───── Provided records
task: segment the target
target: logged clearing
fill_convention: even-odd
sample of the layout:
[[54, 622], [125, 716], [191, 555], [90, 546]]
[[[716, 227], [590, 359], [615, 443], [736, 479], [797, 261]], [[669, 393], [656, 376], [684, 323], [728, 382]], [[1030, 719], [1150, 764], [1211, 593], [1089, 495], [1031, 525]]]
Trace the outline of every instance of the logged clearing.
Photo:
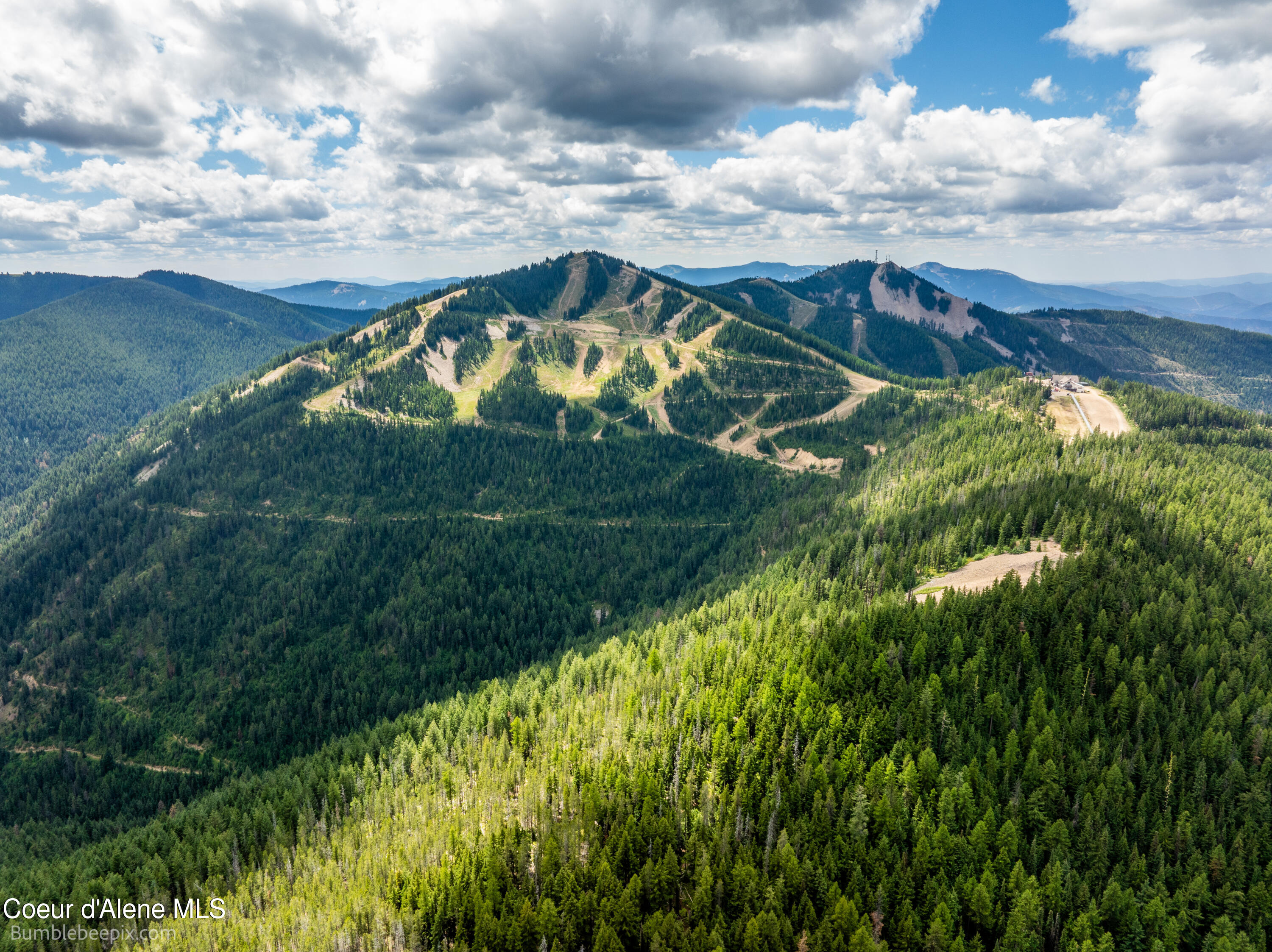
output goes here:
[[1108, 436], [1121, 436], [1131, 432], [1131, 423], [1127, 421], [1122, 408], [1094, 386], [1077, 395], [1077, 402], [1086, 411], [1086, 418], [1091, 427]]
[[[1082, 413], [1086, 414], [1086, 419], [1082, 419]], [[1108, 436], [1131, 432], [1131, 423], [1122, 413], [1122, 408], [1094, 386], [1084, 388], [1080, 394], [1052, 390], [1047, 402], [1047, 414], [1056, 421], [1056, 432], [1070, 440], [1090, 436], [1095, 431]]]
[[1009, 572], [1015, 572], [1020, 576], [1020, 581], [1024, 582], [1034, 573], [1038, 563], [1044, 558], [1049, 558], [1052, 562], [1060, 562], [1065, 558], [1065, 553], [1053, 539], [1047, 539], [1046, 541], [1035, 539], [1029, 543], [1029, 547], [1030, 549], [1040, 549], [1040, 552], [1007, 552], [1001, 555], [988, 555], [983, 559], [969, 562], [954, 572], [916, 586], [909, 594], [916, 599], [930, 597], [940, 601], [941, 594], [950, 588], [978, 592], [988, 588], [1000, 578], [1006, 578]]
──────────
# Short task:
Please edit all of the lines above so that "logged clearing" reads "burned clearing", keeping everything else the same. Leave the pictures out of your answer.

# The reply:
task: segment the target
target: burned clearing
fill_convention: even-odd
sample of the layout:
[[54, 622], [125, 716], [191, 555], [90, 546]]
[[[716, 227], [590, 359], [615, 443], [736, 479], [797, 261]], [[669, 393], [656, 376], [684, 323], [728, 382]], [[1030, 719], [1150, 764], [1211, 593], [1089, 495], [1031, 525]]]
Trace the outline of every instance of the burned clearing.
Photo:
output goes here:
[[1108, 436], [1121, 436], [1131, 432], [1131, 423], [1127, 421], [1122, 408], [1094, 386], [1077, 395], [1077, 402], [1086, 411], [1086, 418], [1091, 427]]
[[[1082, 413], [1086, 414], [1086, 419], [1082, 419]], [[1108, 436], [1131, 432], [1131, 423], [1122, 413], [1122, 408], [1094, 386], [1084, 388], [1080, 394], [1052, 390], [1047, 402], [1047, 414], [1056, 421], [1056, 432], [1070, 440], [1090, 436], [1095, 431]]]
[[1009, 572], [1015, 572], [1020, 576], [1020, 581], [1024, 582], [1034, 573], [1038, 563], [1044, 558], [1049, 558], [1052, 562], [1060, 562], [1065, 558], [1065, 553], [1053, 539], [1047, 539], [1046, 541], [1035, 539], [1029, 543], [1029, 547], [1030, 549], [1040, 549], [1040, 552], [1007, 552], [1001, 555], [988, 555], [983, 559], [969, 562], [954, 572], [916, 586], [909, 594], [916, 599], [930, 597], [940, 601], [941, 594], [950, 588], [978, 592], [988, 588], [1000, 578], [1006, 578]]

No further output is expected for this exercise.